--- START OF DATA SUPPLIED ---

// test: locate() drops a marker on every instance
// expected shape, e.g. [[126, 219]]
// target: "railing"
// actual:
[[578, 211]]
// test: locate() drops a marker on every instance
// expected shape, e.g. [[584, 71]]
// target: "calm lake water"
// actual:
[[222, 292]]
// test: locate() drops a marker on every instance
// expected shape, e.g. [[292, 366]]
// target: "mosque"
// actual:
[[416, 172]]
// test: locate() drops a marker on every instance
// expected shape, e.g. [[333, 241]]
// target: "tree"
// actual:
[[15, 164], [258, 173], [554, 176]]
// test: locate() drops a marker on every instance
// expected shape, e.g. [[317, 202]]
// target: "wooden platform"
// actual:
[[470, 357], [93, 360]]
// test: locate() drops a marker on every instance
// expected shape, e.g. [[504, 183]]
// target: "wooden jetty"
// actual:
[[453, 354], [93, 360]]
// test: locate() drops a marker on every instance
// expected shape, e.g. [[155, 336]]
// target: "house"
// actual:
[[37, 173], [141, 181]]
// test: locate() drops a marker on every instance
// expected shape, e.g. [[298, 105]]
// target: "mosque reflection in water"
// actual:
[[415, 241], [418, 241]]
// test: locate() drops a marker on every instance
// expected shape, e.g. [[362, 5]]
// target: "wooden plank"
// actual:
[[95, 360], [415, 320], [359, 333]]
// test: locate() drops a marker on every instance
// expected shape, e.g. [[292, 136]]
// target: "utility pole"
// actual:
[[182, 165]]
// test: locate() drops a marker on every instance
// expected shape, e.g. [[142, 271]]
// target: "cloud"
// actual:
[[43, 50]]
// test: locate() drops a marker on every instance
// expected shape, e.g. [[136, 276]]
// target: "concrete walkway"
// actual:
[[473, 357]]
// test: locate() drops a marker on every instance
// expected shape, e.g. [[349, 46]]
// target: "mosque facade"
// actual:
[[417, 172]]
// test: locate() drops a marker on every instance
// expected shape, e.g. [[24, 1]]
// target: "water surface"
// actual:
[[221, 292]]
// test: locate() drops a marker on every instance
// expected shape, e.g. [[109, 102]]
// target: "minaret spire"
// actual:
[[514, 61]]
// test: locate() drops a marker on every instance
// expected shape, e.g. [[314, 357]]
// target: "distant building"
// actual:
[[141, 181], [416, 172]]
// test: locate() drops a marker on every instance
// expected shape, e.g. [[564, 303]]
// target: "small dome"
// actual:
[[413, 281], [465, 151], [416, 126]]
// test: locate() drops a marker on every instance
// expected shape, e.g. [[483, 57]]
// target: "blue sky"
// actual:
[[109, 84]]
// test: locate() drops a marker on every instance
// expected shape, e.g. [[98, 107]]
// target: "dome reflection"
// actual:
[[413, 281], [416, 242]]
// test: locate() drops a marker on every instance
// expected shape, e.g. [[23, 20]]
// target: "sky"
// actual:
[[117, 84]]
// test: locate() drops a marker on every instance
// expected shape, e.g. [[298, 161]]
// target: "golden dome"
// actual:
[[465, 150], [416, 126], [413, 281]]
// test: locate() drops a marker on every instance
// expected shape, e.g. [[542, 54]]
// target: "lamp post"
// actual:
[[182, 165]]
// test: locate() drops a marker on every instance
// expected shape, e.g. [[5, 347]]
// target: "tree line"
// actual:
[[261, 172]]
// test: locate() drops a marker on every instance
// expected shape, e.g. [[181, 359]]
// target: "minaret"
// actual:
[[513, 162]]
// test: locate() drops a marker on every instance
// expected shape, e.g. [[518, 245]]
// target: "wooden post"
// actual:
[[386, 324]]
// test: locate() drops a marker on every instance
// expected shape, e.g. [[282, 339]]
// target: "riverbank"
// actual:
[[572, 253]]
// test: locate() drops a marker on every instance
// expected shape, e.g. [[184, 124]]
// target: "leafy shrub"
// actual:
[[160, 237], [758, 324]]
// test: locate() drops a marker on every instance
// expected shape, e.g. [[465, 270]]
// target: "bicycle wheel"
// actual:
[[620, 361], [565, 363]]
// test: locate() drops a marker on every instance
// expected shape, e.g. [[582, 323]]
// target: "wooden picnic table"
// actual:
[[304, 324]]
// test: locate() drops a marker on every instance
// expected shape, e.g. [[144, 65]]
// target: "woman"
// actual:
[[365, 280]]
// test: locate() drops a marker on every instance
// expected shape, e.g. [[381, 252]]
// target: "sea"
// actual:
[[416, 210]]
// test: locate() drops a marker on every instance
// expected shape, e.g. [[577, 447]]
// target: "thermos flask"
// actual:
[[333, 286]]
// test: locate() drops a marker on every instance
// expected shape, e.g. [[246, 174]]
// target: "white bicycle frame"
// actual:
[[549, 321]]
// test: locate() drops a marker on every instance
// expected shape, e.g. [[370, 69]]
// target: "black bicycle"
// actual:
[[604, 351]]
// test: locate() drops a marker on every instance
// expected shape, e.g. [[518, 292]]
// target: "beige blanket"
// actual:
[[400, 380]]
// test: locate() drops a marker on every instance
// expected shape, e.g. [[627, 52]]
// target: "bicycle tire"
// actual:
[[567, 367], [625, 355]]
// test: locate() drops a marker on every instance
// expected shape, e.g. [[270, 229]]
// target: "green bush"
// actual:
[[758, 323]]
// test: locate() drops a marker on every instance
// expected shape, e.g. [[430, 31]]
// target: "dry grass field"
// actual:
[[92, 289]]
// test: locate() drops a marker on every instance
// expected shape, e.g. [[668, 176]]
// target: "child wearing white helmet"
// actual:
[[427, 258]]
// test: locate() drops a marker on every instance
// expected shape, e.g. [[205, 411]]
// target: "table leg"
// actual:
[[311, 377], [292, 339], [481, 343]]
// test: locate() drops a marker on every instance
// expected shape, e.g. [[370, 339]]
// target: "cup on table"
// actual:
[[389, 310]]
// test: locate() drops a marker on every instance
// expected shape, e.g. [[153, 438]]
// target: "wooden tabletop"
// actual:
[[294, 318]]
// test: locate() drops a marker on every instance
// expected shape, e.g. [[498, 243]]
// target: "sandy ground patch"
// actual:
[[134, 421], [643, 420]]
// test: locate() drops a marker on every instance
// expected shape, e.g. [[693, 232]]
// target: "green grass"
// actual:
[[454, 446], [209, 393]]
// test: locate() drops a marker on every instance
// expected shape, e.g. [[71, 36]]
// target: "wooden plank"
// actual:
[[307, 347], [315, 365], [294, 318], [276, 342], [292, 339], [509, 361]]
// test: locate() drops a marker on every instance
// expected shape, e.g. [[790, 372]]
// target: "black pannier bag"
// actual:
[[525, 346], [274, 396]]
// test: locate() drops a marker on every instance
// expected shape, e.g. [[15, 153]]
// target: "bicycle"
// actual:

--- END OF DATA SUPPLIED ---

__PROBLEM DESCRIPTION__. Rewrite every one of the entries above, replacing "drops a marker" with "places a marker" wherever it occurs and changing nothing else.

__CORRECT ANSWER__.
// test: locate() places a marker on every instance
// expected shape, e.g. [[126, 219]]
// target: "railing"
// actual:
[[578, 211]]
// test: locate() places a marker on every instance
// expected shape, e.g. [[584, 71]]
// target: "calm lake water"
// actual:
[[222, 292]]
// test: locate() places a marker on every instance
// expected shape, e.g. [[292, 366]]
// target: "mosque"
// actual:
[[416, 172]]
// test: locate() places a marker on every instance
// expected shape, e.g. [[333, 241]]
// target: "tree"
// actual:
[[15, 164], [258, 173], [554, 176]]
// test: locate() places a marker on every instance
// expected shape, e.g. [[317, 202]]
// target: "wooden platform"
// actual:
[[470, 357], [93, 360]]
// test: locate() places a marker on every instance
// expected shape, e.g. [[504, 183]]
// target: "wooden jetty"
// actual:
[[453, 354], [93, 360]]
// test: locate() places a marker on every instance
// expected shape, e.g. [[155, 336]]
// target: "house"
// actual:
[[37, 173], [141, 181]]
// test: locate() places a marker on every instance
// expected shape, e.g. [[298, 105]]
// target: "mosque reflection in water"
// actual:
[[415, 241], [418, 241]]
// test: locate() places a marker on every instance
// expected shape, e.g. [[362, 5]]
// target: "wooden plank"
// actual:
[[95, 360], [415, 320], [359, 333]]
// test: locate() places a marker on every instance
// expected shape, e.g. [[292, 136]]
// target: "utility pole"
// actual:
[[182, 165]]
// test: locate() places a marker on every instance
// expected shape, e.g. [[142, 271]]
// target: "cloud"
// actual:
[[43, 50]]
// test: locate() places a marker on every instance
// expected shape, e.g. [[136, 276]]
// target: "concrete walkway"
// actual:
[[473, 357]]
// test: locate() places a marker on every instance
// expected shape, e.g. [[349, 46]]
// target: "mosque facade"
// actual:
[[417, 172]]
// test: locate() places a marker on every instance
// expected shape, e.g. [[24, 1]]
// target: "water surface"
// actual:
[[221, 292]]
// test: locate() places a marker on every instance
// expected shape, e.g. [[109, 102]]
// target: "minaret spire"
// actual:
[[514, 61]]
// test: locate() places a marker on every instance
// expected shape, e.g. [[314, 357]]
// target: "distant building"
// actual:
[[141, 181], [416, 172]]
// test: locate() places a marker on every instance
// expected shape, e.g. [[564, 303]]
// target: "small dome"
// actual:
[[413, 281], [465, 151], [416, 126]]
// test: locate() places a marker on every instance
// expected shape, e.g. [[483, 57]]
// target: "blue sky"
// actual:
[[109, 84]]
// test: locate() places a marker on every instance
// expected shape, e.g. [[98, 107]]
// target: "dome reflection"
// actual:
[[413, 281], [416, 242]]
// test: locate() places a marker on every instance
// expected shape, e.g. [[23, 20]]
// target: "sky"
// actual:
[[117, 84]]
// test: locate() places a marker on every instance
// expected shape, e.g. [[298, 161]]
// target: "golden dome"
// actual:
[[465, 150], [416, 126], [413, 281]]
// test: locate() places a marker on every instance
// expected shape, e.g. [[542, 54]]
// target: "lamp post"
// actual:
[[182, 165]]
// test: locate() places a marker on every instance
// expected shape, e.g. [[5, 347]]
// target: "tree line"
// actual:
[[261, 172]]
// test: locate() places a marker on every instance
// expected shape, e.g. [[181, 359]]
// target: "minaret"
// actual:
[[513, 162]]
// test: locate() places a marker on every instance
// expected shape, e.g. [[518, 245]]
// target: "wooden post"
// actual:
[[386, 324]]
// test: locate() places a marker on every instance
// expected shape, e.g. [[282, 339]]
// target: "riverbank"
// actual:
[[572, 253]]
// test: locate() places a marker on every instance
// expected shape, e.g. [[184, 124]]
// target: "leafy shrub"
// actual:
[[160, 237], [758, 324]]
// test: locate() places a marker on every instance
// expected shape, e.g. [[465, 270]]
// target: "bicycle wheel"
// actual:
[[620, 361], [565, 363]]
// test: locate() places a marker on every instance
// expected shape, e.g. [[582, 323]]
// target: "wooden picnic table"
// actual:
[[304, 324]]
// test: locate() places a marker on every instance
// expected shape, e.g. [[144, 65]]
// target: "woman"
// actual:
[[365, 280]]
// test: locate() places a marker on every instance
// expected shape, e.g. [[381, 252]]
// target: "sea"
// actual:
[[416, 210]]
// test: locate() places a marker on every instance
// expected shape, e.g. [[577, 447]]
// target: "thermos flask"
// actual:
[[333, 286]]
// test: locate() places a marker on every instance
// expected shape, e.g. [[246, 174]]
// target: "white bicycle frame"
// actual:
[[549, 321]]
// test: locate() places a marker on every instance
// expected shape, e.g. [[370, 69]]
// target: "black bicycle"
// actual:
[[604, 351]]
// test: locate() places a marker on every instance
// expected shape, e.g. [[518, 292]]
// target: "beige blanket"
// actual:
[[400, 380]]
// test: locate() places a marker on every instance
// expected shape, e.g. [[627, 52]]
// target: "bicycle tire"
// actual:
[[567, 367], [625, 355]]
// test: locate() places a marker on every instance
// expected shape, e.g. [[270, 229]]
// target: "green bush"
// actual:
[[758, 323]]
// test: locate() places a marker on every instance
// expected shape, e.g. [[430, 31]]
// target: "dry grass field"
// actual:
[[92, 289]]
// test: locate() places a marker on every instance
// expected shape, e.g. [[668, 176]]
// target: "child wearing white helmet"
// actual:
[[427, 258]]
// test: locate() places a marker on every instance
// expected shape, e.g. [[205, 411]]
// target: "table leg"
// actual:
[[311, 377], [292, 339], [481, 343]]
// test: locate() places a marker on every instance
// expected shape, e.g. [[370, 339]]
// target: "cup on table"
// actual:
[[389, 310]]
// test: locate() places a marker on every instance
// expected shape, e.g. [[153, 438]]
// target: "wooden tabletop"
// actual:
[[294, 318]]
// test: locate() places a marker on every instance
// expected shape, e.g. [[498, 243]]
// target: "sandy ground patch"
// actual:
[[134, 421], [643, 420]]
// test: locate() places a marker on every instance
// expected shape, e.g. [[693, 232]]
// target: "green grass"
// actual:
[[454, 446], [209, 393]]
// test: locate() places a marker on every instance
// expected shape, e.g. [[71, 36]]
// target: "wooden plank"
// actual:
[[307, 347], [315, 365], [294, 318], [276, 342], [292, 339], [509, 361]]
// test: locate() places a marker on every instance
// expected shape, e.g. [[790, 372]]
// target: "black pannier bag"
// actual:
[[525, 346], [274, 396]]
// test: locate() places a marker on every instance
// expected shape, e.g. [[15, 153]]
// target: "bicycle"
// actual:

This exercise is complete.